- Excerpt to read
▬▬▬▬▬▬

“Yo, Suds,” Double Dip unceremoniously threw her gear into the trunk of my car and clambered into the passenger seat, “how’ve you been?”
It was 6:20 on a Saturday morning, the cloudless sky bright to my sleep-filled eyes. I rubbed them. Yawned. Started the car.
“Hanging in there,” I said, unsure how to encapsulate the last ten months into a palatable synopsis.
Ten months give or take a few days, since we’d reached the northern terminus of the PCT. It felt at once impossibly long ago, and yet as if we’d only just made a resupply stop in town.
The July sun rose above the trees as we drove, leaving Seattle’s city limits, the roads empty and quiet. We curved off the expressway into a suburb north of the city to meet up with a four other thru-hikers from our year. We were headed out to hike a 109-mile stretch of the Pacific Crest Trail from Steven’s Pass to Stehekin, through the Glacier Peak Wilderness. Last summer’s Wolverine Fire, encompassing over 62,000 acres at it’s height, closed off this section of the trail for several weeks, forcing hikers to wait it out or, as we did, take the ferry from Chelan to Stehekin and continue our hike from there.

▬▬▬▬▬▬

- Exercise requirements
a – Answer these from the trail narrative above, one line each:
(i) At what time and on what day did Double Dip get into the car?
(ii) How long had it been since the hikers reached the northern terminus of the PCT?
(iii) How long is the stretch of trail the group set out to hike, and between which two points does it run?
b – Carry the trail narrative above forward from its final sentence, keeping the same first-person voice.

- Recorded information
▬▬▬▬▬▬

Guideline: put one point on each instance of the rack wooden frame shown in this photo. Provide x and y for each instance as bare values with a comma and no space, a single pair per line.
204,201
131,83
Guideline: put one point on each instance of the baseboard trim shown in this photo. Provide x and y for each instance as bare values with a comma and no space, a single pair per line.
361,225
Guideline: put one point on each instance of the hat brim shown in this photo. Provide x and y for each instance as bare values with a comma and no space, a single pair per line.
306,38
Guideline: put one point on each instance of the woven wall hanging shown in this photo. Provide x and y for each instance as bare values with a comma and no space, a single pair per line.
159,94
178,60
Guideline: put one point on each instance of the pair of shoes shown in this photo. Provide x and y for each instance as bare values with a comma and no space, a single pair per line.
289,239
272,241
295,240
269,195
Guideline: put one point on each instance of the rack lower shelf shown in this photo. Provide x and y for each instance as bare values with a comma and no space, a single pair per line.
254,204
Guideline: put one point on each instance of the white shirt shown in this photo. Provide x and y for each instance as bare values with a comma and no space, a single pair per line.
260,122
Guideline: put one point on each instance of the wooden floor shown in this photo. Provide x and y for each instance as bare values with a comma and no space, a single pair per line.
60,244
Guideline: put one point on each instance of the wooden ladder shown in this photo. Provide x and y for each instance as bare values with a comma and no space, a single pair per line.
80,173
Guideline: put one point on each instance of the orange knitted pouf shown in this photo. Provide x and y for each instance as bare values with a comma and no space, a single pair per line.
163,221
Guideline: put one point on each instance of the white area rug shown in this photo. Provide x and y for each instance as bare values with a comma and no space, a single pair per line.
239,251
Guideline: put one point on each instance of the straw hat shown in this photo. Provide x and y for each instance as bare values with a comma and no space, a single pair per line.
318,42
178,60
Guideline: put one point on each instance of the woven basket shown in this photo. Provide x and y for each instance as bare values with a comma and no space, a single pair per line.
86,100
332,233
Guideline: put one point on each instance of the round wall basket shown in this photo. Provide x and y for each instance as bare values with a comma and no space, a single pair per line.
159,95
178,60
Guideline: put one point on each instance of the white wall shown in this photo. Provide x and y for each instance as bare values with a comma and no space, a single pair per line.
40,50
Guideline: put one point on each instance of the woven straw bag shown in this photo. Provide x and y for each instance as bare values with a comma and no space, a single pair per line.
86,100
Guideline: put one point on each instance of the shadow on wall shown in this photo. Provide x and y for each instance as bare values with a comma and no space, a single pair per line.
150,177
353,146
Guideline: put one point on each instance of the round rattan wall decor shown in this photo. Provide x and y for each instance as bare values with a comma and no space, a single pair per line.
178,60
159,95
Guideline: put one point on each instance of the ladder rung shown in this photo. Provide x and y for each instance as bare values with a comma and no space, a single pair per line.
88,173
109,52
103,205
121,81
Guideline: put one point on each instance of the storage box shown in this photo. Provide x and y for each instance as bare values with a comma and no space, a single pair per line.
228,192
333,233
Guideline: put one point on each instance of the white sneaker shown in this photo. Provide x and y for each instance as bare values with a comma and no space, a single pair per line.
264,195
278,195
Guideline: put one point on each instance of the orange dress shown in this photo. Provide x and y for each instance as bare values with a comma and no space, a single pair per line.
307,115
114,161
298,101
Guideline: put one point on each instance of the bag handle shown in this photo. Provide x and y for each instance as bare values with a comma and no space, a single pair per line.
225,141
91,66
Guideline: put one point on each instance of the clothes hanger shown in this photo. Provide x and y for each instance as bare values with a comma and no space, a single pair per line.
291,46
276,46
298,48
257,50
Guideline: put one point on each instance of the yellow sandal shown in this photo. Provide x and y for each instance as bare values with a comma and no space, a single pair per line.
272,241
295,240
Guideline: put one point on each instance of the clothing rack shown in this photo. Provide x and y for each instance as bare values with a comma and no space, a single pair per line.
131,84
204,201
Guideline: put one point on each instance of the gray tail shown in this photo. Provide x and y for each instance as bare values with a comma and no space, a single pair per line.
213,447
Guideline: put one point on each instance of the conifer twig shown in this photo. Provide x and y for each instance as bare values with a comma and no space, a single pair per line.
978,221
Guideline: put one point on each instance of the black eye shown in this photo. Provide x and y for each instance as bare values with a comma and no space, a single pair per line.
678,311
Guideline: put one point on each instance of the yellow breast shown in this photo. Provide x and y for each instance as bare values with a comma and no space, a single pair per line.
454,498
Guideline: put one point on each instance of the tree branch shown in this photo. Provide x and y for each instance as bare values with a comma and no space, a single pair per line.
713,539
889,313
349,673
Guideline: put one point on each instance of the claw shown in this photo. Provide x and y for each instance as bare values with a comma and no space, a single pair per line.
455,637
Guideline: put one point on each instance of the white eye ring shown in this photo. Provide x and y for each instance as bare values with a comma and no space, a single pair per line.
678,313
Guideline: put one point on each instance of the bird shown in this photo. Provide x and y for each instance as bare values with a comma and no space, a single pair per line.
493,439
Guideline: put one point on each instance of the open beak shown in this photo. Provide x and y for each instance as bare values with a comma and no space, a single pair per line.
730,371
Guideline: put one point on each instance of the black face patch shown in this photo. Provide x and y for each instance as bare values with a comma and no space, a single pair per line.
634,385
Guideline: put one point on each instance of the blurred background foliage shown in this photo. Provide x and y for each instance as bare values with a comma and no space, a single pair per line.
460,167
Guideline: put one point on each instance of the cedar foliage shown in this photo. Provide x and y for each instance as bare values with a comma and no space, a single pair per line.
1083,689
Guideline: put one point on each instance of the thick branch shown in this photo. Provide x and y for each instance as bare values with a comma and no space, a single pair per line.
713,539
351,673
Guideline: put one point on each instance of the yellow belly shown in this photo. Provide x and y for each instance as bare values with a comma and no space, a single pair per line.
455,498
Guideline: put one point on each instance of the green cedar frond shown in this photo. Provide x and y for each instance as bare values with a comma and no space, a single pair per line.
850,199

▬▬▬▬▬▬

- Response list
a –
(i) 6:20 on a Saturday morning.
(ii) Ten months, give or take a few days.
(iii) 109 miles, from Steven's Pass to Stehekin.

b –
Nomad and Rattles greeted us in the parking lot of their apartment building, followed by Ricky Bobby, recently flown in from Michigan to complete the section, and Radish who’d driven up from Bend to join the adventure. After working out a few travel logistics, we piled into a couple of cars and headed out, our voices betraying giddy excitement.
The year seemed to melt away as we fell back into the routine of the trail. It was awkward at first. Our packs were weighty, our ankles contorted, unaccustomed feet stumbling over stone and soil. But after an hour it felt like we’d never left. We moved quickly, stopping to bandage up hotspots and threatening blisters, tending to some pains and ignoring others. Complaining equally about the long climbs and the steep descents; the thickets of vines and thorny shrubs overgrowing the trail; the blow downs and loose rock; the mosquitos and bees and gnats and the thousands of insects for which we didn’t have names.
It was the happiest I’d been all summer. Even in those arduous afternoons when I had to remind myself that I signed up for this, I couldn’t help grinning like an idiot. Reintegrating into the “normal” world after my thru-hike proved difficult, and being back on the trail among friends to whom I didn’t have to explain myself was invigorating.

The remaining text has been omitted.